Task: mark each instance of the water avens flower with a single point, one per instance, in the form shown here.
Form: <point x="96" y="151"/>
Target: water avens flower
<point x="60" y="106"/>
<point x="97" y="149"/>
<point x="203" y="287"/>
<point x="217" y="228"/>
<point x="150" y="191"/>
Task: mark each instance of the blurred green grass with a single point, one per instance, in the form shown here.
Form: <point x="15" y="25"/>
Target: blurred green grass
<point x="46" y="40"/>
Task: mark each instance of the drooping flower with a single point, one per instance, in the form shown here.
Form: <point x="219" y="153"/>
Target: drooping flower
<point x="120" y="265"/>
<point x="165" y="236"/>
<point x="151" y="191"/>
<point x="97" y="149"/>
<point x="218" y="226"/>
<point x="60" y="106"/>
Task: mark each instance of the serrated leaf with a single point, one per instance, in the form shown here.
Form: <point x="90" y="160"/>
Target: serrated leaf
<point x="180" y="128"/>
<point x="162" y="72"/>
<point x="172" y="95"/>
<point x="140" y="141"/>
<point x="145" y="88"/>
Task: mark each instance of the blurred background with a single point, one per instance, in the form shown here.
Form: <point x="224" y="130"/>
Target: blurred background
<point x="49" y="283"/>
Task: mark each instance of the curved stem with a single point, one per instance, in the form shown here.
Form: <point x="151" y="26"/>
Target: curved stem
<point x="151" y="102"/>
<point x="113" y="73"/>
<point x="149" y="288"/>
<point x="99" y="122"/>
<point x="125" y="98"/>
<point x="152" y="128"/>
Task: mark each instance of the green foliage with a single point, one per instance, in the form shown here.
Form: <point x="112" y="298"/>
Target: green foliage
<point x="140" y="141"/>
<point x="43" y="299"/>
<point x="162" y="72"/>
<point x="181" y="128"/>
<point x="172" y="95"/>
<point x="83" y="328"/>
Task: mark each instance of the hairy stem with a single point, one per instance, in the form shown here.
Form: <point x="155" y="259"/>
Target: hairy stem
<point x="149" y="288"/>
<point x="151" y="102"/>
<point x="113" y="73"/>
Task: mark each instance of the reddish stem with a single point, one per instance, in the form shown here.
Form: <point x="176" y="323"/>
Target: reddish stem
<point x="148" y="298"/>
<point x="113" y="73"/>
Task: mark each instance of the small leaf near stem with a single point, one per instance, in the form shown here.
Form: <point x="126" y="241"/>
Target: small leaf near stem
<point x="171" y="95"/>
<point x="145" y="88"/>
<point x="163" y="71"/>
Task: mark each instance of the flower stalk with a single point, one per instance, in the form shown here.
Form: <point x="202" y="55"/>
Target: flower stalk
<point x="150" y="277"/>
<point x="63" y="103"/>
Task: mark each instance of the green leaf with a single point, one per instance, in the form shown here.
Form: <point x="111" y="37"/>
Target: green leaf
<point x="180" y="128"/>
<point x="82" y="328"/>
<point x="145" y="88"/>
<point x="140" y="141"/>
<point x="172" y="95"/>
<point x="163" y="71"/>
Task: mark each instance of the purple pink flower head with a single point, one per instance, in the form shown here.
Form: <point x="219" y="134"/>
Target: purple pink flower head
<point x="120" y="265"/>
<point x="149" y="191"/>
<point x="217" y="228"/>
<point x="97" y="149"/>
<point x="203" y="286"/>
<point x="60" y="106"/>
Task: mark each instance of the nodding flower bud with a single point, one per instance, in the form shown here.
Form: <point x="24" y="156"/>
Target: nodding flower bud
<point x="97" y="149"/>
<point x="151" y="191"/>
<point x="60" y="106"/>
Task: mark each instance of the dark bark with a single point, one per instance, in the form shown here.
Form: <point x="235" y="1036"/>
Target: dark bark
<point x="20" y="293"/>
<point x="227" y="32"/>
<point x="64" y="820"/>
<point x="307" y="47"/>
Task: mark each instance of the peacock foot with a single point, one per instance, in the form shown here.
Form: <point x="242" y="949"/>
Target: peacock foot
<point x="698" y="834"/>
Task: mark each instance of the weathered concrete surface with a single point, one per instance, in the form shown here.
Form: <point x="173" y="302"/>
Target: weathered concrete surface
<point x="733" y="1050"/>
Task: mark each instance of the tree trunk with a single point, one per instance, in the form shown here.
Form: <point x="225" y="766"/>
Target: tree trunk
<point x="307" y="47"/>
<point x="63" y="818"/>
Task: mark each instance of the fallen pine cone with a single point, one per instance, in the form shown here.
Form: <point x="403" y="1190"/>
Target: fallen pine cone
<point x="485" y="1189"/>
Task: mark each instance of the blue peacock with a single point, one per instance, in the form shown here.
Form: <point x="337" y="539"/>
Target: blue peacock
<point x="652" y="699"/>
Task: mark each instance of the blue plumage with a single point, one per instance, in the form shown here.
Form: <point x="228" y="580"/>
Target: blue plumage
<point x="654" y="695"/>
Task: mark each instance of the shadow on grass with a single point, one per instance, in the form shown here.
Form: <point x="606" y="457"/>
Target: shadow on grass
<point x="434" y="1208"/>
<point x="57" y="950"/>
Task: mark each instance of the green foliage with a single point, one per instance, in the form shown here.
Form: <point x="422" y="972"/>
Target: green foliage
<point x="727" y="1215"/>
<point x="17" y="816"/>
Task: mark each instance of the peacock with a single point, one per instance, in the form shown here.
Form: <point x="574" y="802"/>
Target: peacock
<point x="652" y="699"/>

━━━

§ **PROBLEM REQUIREMENTS**:
Reproduce everything from the line containing "Task: mark each instance of the blue plumage" down to the end of the records, requests included. Multiply each coordinate in the answer points by 0.75 and round to whole numbers with halves rounded up, leaving the requests and their sample forms unchanged.

§ **THE COMPLETED TASK**:
Task: mark each instance of the blue plumage with a single point, one per instance, in the form shown here.
Form: <point x="228" y="580"/>
Target: blue plumage
<point x="491" y="521"/>
Task: mark each instance of the shadow on grass with a single point, one per instance, in the form shown here.
Form: <point x="606" y="457"/>
Target: shadow on grass
<point x="326" y="906"/>
<point x="43" y="713"/>
Task: mark each instance of the green foliage with a single point, one per instance, in the form shown here.
Form: <point x="422" y="972"/>
Target: green foliage
<point x="545" y="911"/>
<point x="13" y="612"/>
Task: mark each instance of the peacock with a single point, one per instance, in the form shown here.
Form: <point x="574" y="802"/>
Target: peacock
<point x="489" y="524"/>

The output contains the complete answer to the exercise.